# Your objective
Reproduce every item below verbatim, leaving out the pictures.

[A run of records]

•••••

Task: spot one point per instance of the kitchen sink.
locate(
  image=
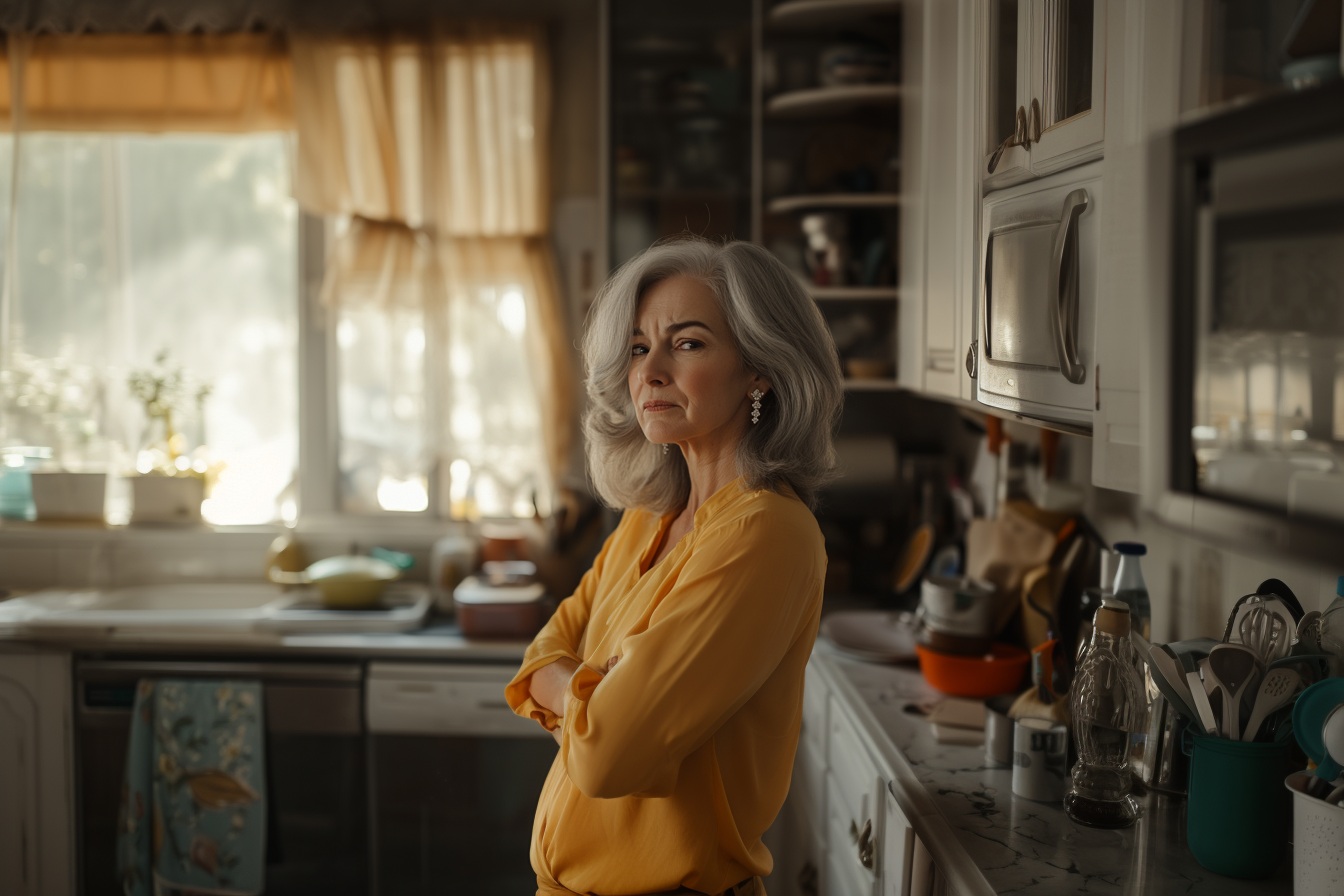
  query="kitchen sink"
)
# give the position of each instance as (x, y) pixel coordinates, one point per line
(210, 606)
(153, 605)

•••••

# Task result
Task: spot one point per instance of the kitchen sink.
locate(
  image=
  query="kitchen sink"
)
# give the position of each instance as (x, y) pixel coordinates, one point per line
(210, 606)
(153, 605)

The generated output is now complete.